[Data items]
++++++++++++++++++++

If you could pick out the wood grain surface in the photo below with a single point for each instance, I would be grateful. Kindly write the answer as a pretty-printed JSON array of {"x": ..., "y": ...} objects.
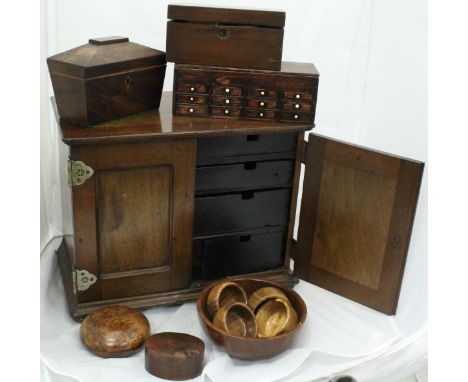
[{"x": 357, "y": 212}]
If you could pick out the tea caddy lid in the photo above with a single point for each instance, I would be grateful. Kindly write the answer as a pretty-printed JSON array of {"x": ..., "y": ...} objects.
[{"x": 103, "y": 56}]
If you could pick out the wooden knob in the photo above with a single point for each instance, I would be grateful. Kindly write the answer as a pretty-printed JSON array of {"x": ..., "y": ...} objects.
[
  {"x": 175, "y": 356},
  {"x": 114, "y": 331}
]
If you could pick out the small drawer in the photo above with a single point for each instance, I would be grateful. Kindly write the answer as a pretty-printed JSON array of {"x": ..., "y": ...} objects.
[
  {"x": 227, "y": 90},
  {"x": 261, "y": 93},
  {"x": 241, "y": 211},
  {"x": 226, "y": 101},
  {"x": 242, "y": 176},
  {"x": 208, "y": 149},
  {"x": 219, "y": 111},
  {"x": 297, "y": 116},
  {"x": 188, "y": 110},
  {"x": 297, "y": 95},
  {"x": 253, "y": 103},
  {"x": 229, "y": 255},
  {"x": 260, "y": 114},
  {"x": 192, "y": 88},
  {"x": 192, "y": 99},
  {"x": 296, "y": 105}
]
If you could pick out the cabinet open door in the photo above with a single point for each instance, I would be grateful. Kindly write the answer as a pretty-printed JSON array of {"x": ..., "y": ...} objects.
[{"x": 355, "y": 223}]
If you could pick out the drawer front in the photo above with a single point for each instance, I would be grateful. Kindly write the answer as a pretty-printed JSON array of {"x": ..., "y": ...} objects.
[
  {"x": 248, "y": 175},
  {"x": 297, "y": 105},
  {"x": 260, "y": 114},
  {"x": 191, "y": 110},
  {"x": 265, "y": 95},
  {"x": 246, "y": 145},
  {"x": 253, "y": 103},
  {"x": 297, "y": 116},
  {"x": 192, "y": 99},
  {"x": 192, "y": 88},
  {"x": 230, "y": 255},
  {"x": 291, "y": 94},
  {"x": 226, "y": 101},
  {"x": 241, "y": 211},
  {"x": 261, "y": 93},
  {"x": 225, "y": 111},
  {"x": 227, "y": 90}
]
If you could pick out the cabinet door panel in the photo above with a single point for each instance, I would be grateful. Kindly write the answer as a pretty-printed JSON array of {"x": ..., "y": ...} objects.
[
  {"x": 134, "y": 208},
  {"x": 134, "y": 218},
  {"x": 357, "y": 212}
]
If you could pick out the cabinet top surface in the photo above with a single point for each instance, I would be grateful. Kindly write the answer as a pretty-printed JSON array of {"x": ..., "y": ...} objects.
[{"x": 163, "y": 125}]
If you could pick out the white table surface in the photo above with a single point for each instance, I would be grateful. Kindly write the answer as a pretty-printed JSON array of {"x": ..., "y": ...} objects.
[{"x": 339, "y": 337}]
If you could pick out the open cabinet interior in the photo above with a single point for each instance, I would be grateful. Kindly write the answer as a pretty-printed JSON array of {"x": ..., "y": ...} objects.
[{"x": 163, "y": 206}]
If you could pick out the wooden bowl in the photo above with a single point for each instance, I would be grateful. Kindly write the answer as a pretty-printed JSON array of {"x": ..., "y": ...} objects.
[
  {"x": 236, "y": 319},
  {"x": 224, "y": 294},
  {"x": 274, "y": 317},
  {"x": 115, "y": 331},
  {"x": 263, "y": 294},
  {"x": 252, "y": 348}
]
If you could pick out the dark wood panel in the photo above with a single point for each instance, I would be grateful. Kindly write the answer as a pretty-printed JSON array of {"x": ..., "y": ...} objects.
[
  {"x": 224, "y": 45},
  {"x": 244, "y": 176},
  {"x": 134, "y": 208},
  {"x": 127, "y": 250},
  {"x": 267, "y": 87},
  {"x": 245, "y": 145},
  {"x": 241, "y": 211},
  {"x": 99, "y": 81},
  {"x": 163, "y": 125},
  {"x": 226, "y": 15},
  {"x": 235, "y": 254},
  {"x": 356, "y": 217}
]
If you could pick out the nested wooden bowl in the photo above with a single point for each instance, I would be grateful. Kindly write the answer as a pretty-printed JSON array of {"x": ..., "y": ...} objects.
[
  {"x": 275, "y": 316},
  {"x": 237, "y": 319},
  {"x": 252, "y": 348}
]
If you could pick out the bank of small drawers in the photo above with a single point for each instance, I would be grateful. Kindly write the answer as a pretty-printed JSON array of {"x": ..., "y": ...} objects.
[
  {"x": 202, "y": 100},
  {"x": 242, "y": 199}
]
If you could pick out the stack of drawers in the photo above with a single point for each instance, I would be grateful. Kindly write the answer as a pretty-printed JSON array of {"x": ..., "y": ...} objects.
[
  {"x": 288, "y": 95},
  {"x": 242, "y": 198}
]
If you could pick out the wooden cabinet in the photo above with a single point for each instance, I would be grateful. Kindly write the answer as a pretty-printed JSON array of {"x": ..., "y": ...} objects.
[
  {"x": 163, "y": 205},
  {"x": 133, "y": 217},
  {"x": 288, "y": 95}
]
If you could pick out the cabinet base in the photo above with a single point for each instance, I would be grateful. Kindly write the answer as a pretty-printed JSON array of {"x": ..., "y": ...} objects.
[{"x": 78, "y": 311}]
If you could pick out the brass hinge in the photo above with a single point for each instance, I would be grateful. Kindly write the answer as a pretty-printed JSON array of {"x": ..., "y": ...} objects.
[
  {"x": 82, "y": 280},
  {"x": 78, "y": 172}
]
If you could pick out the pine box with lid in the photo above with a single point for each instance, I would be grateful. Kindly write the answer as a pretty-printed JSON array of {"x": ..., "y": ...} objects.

++++++++++++++++++++

Exercise aim
Copy every record exactly, but skip the pictures.

Completed exercise
If you could pick out the wood grain surface in the photo below with a single point for each instance, I would be grateful. Kindly write the answer as a pretty-printed JSON array of {"x": ..., "y": ...} objects.
[{"x": 357, "y": 212}]
If you could pick out the tea caddy lid in the photo above with a single point for each instance, I would be grateful. Kindly write the answer as a pretty-printed JSON array of {"x": ..., "y": ...} objects.
[{"x": 103, "y": 56}]
If you could pick out the wooden knob in the photo above with a single point for each instance, I would be grateful. Kindly write the answer as a pretty-printed JSON array of {"x": ..., "y": ...} objects.
[
  {"x": 175, "y": 356},
  {"x": 114, "y": 331}
]
If you could pick out the small drawer in the photo above with a single point for each instance, I would be grateful. Kindly write the answer as a pretty-printed JSON array of {"x": ..., "y": ...} objects.
[
  {"x": 227, "y": 90},
  {"x": 261, "y": 93},
  {"x": 241, "y": 211},
  {"x": 226, "y": 101},
  {"x": 242, "y": 176},
  {"x": 208, "y": 149},
  {"x": 219, "y": 111},
  {"x": 297, "y": 116},
  {"x": 188, "y": 110},
  {"x": 297, "y": 95},
  {"x": 253, "y": 103},
  {"x": 229, "y": 255},
  {"x": 260, "y": 114},
  {"x": 192, "y": 88},
  {"x": 192, "y": 99},
  {"x": 296, "y": 105}
]
If you could pick out the cabinet open door in the photo above with a single point for each instance, I would be grateful. Kindly write the answer as a pretty-printed JSON array of {"x": ..., "y": ...} objects.
[{"x": 355, "y": 223}]
If you could pick out the drawer front in the photo above with a single point for each instance, I would be grateful. Kindly write the answer as a pretty-printed JSON array of {"x": ..., "y": ...} objects.
[
  {"x": 248, "y": 175},
  {"x": 297, "y": 105},
  {"x": 260, "y": 114},
  {"x": 191, "y": 110},
  {"x": 265, "y": 95},
  {"x": 246, "y": 145},
  {"x": 253, "y": 103},
  {"x": 297, "y": 116},
  {"x": 192, "y": 99},
  {"x": 192, "y": 88},
  {"x": 230, "y": 255},
  {"x": 291, "y": 94},
  {"x": 226, "y": 101},
  {"x": 241, "y": 211},
  {"x": 261, "y": 93},
  {"x": 225, "y": 111},
  {"x": 227, "y": 90}
]
If you could pick out the cabinet door panel in the photo above with a single point for each instance, I would be grateful. Kindly write the answer as a pretty-printed JSON array of {"x": ..., "y": ...} objects.
[
  {"x": 134, "y": 208},
  {"x": 134, "y": 218},
  {"x": 357, "y": 212}
]
If you could pick out the cabinet top surface in the photo above with a single point for each instance, I would be grateful. Kindly write the answer as a pretty-printed JSON array of {"x": ..., "y": ...} objects.
[{"x": 163, "y": 125}]
If you could pick out the white table surface in the photo above with a single point for each instance, I would be grateful. Kindly write the answer as a pretty-printed JSON array of {"x": ..., "y": ...} objects.
[{"x": 339, "y": 337}]
If you could pick out the open cabinet interior in the photo above with a single point for each instance, I would be grateful. Kindly write the answer as a pretty-printed JSON array of {"x": ..., "y": ...} objects.
[{"x": 163, "y": 206}]
If you could pick out the wooden bowl in the photo above with a single point for each instance, I would be grateful. Kindly write the answer as a pretty-printed JSON array of {"x": ..., "y": ...} objects.
[
  {"x": 236, "y": 319},
  {"x": 224, "y": 294},
  {"x": 274, "y": 317},
  {"x": 115, "y": 331},
  {"x": 263, "y": 294},
  {"x": 252, "y": 348}
]
If you could pick out the dark wood panel in the photo above with a single point for each instance, I would be grateful. Kindly write the answer as a pretty-printed JSON array of {"x": ..., "y": ...} objects.
[
  {"x": 224, "y": 45},
  {"x": 244, "y": 176},
  {"x": 134, "y": 208},
  {"x": 127, "y": 250},
  {"x": 267, "y": 87},
  {"x": 245, "y": 145},
  {"x": 241, "y": 211},
  {"x": 99, "y": 81},
  {"x": 163, "y": 125},
  {"x": 226, "y": 15},
  {"x": 235, "y": 254},
  {"x": 356, "y": 217}
]
If you could pick out the nested wooden bowl in the photo above with a single point for each instance, I would be grateful. Kindly write the answer as a pretty-printed JSON array of {"x": ..., "y": ...} objects.
[
  {"x": 275, "y": 316},
  {"x": 237, "y": 319},
  {"x": 252, "y": 348}
]
If you could pick out the bank of small drawers in the photo above with a single point for each instance, I would be grateful. Kindly write the answer as a pretty-printed JSON array of {"x": ..., "y": ...} objects.
[
  {"x": 202, "y": 100},
  {"x": 242, "y": 199}
]
If you could pick out the stack of drawers in the photo above with a single point for each instance, I would be grateful. Kindly write the answer as a pretty-printed JSON array of {"x": ..., "y": ...} objects.
[
  {"x": 288, "y": 95},
  {"x": 242, "y": 198}
]
If you could pick out the wooden cabinet in the photo above with a single point for each instance, I would be grateful. Kindly write the answer as a pretty-printed JSON array of {"x": ..., "y": ...} objects.
[
  {"x": 163, "y": 205},
  {"x": 133, "y": 217},
  {"x": 288, "y": 95}
]
If you could pick out the cabinet base in the photo above with a single point for each instance, I would be grateful. Kindly write the answer as a pretty-printed JSON array of {"x": ..., "y": ...} objects.
[{"x": 78, "y": 311}]
If you could pick out the brass hinge in the photo above with a single point for each instance, I would be grateful. Kindly write the answer as a pretty-printed JSON array of {"x": ..., "y": ...} objects.
[
  {"x": 82, "y": 280},
  {"x": 78, "y": 172}
]
If you could pick out the pine box with lid in the photo above with a single point for each instance, I would be grateful. Kindly write the answer as a pretty-printed JSON array of {"x": ..., "y": ...} objects.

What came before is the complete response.